:: Task directions ::
Gather each line of the rows below that contains the string "bridal". A match must have the same letter case.

:: Raw records ::
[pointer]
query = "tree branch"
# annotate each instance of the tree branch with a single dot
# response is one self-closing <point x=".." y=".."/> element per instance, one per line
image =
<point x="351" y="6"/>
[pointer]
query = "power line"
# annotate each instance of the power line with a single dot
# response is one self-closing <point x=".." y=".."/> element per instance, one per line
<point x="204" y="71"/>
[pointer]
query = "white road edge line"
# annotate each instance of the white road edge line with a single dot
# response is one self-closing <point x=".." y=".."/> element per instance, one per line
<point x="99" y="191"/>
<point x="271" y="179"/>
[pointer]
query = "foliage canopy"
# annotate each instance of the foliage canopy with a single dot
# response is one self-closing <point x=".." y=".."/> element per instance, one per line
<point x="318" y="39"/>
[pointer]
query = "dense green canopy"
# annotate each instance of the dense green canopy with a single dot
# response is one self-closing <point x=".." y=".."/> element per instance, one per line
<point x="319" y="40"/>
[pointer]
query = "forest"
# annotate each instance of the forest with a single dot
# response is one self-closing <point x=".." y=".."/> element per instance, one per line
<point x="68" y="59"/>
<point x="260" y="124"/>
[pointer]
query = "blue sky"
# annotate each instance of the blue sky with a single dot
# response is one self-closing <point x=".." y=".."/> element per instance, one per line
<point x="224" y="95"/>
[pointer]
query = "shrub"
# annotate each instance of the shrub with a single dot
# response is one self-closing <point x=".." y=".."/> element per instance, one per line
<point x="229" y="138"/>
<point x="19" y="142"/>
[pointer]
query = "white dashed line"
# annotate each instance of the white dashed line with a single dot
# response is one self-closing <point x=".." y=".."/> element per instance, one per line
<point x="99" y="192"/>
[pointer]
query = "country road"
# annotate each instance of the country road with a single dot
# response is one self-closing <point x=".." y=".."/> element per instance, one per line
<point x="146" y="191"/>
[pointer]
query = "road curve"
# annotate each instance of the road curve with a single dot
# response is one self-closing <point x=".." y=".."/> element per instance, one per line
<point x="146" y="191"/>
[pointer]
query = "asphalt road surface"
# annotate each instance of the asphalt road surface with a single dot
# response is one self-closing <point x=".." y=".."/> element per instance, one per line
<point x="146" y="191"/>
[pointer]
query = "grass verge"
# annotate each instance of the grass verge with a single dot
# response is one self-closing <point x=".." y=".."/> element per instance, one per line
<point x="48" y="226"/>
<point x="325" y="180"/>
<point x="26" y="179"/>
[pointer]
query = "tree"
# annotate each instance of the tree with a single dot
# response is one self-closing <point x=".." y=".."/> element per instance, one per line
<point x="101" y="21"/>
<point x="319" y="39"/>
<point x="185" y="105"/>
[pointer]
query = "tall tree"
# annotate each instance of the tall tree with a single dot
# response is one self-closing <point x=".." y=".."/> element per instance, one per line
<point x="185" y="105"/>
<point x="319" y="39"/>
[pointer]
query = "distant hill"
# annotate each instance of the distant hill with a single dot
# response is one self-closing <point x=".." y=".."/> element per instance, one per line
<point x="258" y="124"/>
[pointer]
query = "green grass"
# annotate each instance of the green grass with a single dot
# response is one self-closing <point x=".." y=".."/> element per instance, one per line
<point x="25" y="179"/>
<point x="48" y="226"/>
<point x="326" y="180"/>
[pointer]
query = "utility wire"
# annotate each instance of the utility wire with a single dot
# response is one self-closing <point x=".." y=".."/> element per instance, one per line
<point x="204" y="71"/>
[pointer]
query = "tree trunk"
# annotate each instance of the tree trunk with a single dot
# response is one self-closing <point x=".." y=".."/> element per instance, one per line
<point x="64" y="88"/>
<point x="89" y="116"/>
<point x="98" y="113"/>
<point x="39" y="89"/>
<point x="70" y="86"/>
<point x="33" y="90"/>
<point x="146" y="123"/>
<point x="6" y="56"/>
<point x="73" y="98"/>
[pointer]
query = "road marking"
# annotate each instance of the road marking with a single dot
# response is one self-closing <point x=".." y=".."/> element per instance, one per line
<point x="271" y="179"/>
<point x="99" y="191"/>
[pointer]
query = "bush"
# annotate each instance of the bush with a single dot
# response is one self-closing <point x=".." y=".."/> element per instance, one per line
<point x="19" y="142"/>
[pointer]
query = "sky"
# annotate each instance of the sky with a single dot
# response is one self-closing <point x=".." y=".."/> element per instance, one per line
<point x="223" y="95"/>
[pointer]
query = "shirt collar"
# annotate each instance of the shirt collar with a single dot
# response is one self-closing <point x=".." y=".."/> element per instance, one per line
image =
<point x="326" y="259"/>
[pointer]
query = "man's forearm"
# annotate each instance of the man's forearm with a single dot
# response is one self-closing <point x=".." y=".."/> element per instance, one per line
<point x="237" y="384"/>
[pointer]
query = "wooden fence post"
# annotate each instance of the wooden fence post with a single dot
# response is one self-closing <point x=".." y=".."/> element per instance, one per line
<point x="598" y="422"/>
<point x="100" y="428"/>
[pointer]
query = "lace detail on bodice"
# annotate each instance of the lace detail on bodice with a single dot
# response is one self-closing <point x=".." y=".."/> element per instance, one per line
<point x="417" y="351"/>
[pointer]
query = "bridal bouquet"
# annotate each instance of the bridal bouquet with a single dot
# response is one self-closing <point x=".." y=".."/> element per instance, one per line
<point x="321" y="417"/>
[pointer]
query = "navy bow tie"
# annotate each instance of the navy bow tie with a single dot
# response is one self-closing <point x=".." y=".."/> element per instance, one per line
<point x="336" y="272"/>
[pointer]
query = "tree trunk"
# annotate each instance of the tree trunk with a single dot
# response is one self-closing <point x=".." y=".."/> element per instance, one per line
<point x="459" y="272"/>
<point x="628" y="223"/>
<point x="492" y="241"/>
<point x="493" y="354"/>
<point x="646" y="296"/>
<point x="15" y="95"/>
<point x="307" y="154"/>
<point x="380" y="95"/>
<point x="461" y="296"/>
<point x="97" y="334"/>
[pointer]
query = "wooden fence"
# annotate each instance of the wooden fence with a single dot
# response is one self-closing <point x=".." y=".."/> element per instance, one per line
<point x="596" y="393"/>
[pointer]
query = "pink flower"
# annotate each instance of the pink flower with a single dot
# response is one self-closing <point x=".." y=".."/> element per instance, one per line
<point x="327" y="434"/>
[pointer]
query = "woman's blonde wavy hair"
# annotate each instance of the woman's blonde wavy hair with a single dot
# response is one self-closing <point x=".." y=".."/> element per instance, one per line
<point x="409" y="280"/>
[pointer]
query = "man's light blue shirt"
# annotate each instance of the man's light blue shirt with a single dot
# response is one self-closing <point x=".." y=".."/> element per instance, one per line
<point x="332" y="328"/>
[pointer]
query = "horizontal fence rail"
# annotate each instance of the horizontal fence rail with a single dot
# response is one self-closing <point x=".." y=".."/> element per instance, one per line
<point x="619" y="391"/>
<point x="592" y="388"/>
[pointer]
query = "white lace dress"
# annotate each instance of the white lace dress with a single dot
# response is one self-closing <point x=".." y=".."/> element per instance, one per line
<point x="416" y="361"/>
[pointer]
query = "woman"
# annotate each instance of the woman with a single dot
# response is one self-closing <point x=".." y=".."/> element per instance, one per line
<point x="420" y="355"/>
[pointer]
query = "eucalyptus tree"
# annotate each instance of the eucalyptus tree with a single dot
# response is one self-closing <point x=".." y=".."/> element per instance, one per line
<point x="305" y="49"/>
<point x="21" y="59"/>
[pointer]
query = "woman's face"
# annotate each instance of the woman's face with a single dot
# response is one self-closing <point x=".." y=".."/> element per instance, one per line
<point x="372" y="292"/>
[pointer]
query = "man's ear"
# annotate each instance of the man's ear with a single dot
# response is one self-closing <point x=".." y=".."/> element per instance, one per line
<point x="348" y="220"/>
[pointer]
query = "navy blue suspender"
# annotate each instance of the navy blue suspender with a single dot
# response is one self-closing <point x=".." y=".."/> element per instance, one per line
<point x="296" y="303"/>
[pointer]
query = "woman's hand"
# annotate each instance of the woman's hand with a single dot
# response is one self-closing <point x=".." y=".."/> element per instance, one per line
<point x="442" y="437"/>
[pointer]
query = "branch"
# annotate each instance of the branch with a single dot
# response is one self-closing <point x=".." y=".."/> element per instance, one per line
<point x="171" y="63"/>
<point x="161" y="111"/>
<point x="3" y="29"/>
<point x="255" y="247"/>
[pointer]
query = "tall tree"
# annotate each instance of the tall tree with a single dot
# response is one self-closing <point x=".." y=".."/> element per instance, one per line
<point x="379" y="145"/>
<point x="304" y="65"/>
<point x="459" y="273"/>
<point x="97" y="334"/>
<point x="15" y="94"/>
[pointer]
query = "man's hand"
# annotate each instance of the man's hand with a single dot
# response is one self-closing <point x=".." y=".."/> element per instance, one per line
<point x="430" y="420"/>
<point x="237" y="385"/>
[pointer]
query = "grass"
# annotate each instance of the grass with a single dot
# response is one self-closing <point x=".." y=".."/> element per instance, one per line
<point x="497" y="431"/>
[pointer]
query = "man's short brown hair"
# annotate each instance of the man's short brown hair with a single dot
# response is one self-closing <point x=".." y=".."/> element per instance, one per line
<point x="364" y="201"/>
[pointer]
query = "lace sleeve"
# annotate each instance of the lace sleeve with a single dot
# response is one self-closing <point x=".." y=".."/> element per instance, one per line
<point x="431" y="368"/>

:: Solution for this problem ::
query = "bridal bouquet"
# annotate each instance of the bridal bouquet with a single dot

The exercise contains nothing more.